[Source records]
◇ ◇ ◇

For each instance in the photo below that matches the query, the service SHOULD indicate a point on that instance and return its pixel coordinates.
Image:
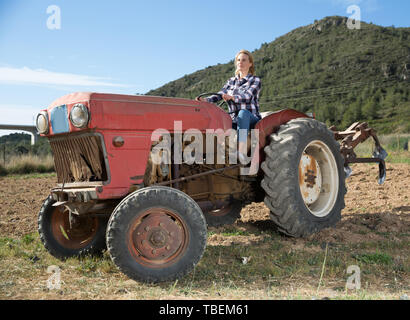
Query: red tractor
(117, 191)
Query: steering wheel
(223, 104)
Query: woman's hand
(227, 97)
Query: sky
(49, 48)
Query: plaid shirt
(245, 92)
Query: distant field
(374, 234)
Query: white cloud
(18, 114)
(367, 5)
(26, 75)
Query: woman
(242, 94)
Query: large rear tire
(304, 180)
(156, 234)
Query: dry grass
(28, 164)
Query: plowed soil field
(369, 206)
(374, 232)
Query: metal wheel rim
(325, 179)
(163, 225)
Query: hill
(341, 75)
(20, 143)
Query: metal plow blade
(350, 138)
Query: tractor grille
(79, 158)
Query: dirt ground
(371, 211)
(373, 214)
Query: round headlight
(79, 115)
(42, 122)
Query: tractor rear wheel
(64, 239)
(304, 181)
(156, 234)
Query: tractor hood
(132, 112)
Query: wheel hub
(310, 178)
(158, 237)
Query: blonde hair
(252, 67)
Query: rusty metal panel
(79, 159)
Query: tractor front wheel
(304, 181)
(156, 234)
(64, 239)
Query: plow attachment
(350, 138)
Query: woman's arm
(245, 96)
(223, 91)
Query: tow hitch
(350, 138)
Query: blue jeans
(245, 120)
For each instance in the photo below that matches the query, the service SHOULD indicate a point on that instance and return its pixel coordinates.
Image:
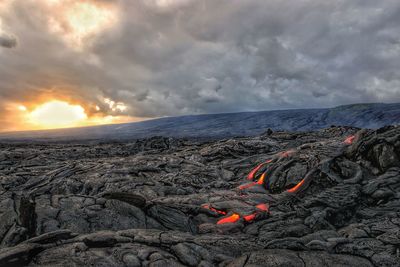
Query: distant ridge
(226, 125)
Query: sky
(67, 63)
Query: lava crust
(323, 198)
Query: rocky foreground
(326, 198)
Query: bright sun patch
(57, 114)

◇ ◇ ◇

**WHAT IS BEING ASKED**
Turn every line of the source records above into a JSON list of strings, one string per line, skipping any blank lines. Leave the pictures out.

**EXERCISE ANSWER**
[
  "For each instance in the photo below that matches the query, the service SHOULD indicate a point on that instance and return its pixel coordinates.",
  "Image:",
  "Query: red tractor",
  "(117, 191)",
  "Query: steering wheel",
  "(223, 104)",
  "Query: woman's hand",
  "(227, 97)",
  "Query: sky",
  "(49, 48)",
  "Query: plaid shirt",
  "(245, 92)",
  "Query: distant field",
  "(374, 234)",
  "Query: white cloud",
  "(18, 114)",
  "(367, 5)",
  "(26, 75)",
  "Query: woman",
  "(242, 94)",
  "Query: large rear tire",
  "(304, 180)",
  "(156, 234)",
  "Query: dry grass",
  "(28, 164)",
  "Query: plowed soil field",
  "(369, 206)",
  "(374, 232)",
  "Query: metal wheel rim",
  "(325, 179)",
  "(163, 225)",
  "Query: hill",
  "(341, 75)",
  "(20, 143)",
  "Query: metal plow blade",
  "(350, 138)",
  "Query: tractor grille",
  "(79, 158)",
  "Query: dirt ground",
  "(371, 211)",
  "(373, 214)",
  "Query: round headlight",
  "(79, 115)",
  "(42, 122)",
  "Query: tractor rear wheel",
  "(64, 239)",
  "(304, 181)",
  "(156, 234)",
  "Query: tractor hood",
  "(132, 112)",
  "Query: wheel hub",
  "(310, 178)",
  "(158, 237)",
  "Query: blonde hair",
  "(252, 67)",
  "Query: rusty metal panel",
  "(79, 159)",
  "Query: tractor front wheel",
  "(304, 181)",
  "(156, 234)",
  "(64, 239)",
  "Query: plow attachment",
  "(350, 138)",
  "Query: woman's arm",
  "(245, 96)",
  "(223, 91)",
  "Query: tow hitch",
  "(350, 138)",
  "Query: blue jeans",
  "(245, 120)",
  "For each instance in the photo below that matches the query, the service SHOULD indicate a point on that instance and return its pixel coordinates.",
  "Image:",
  "Query: distant ridge",
  "(226, 125)",
  "Query: sky",
  "(67, 63)",
  "Query: lava crust",
  "(323, 198)",
  "Query: rocky foreground",
  "(326, 198)",
  "Query: bright sun patch",
  "(57, 114)"
]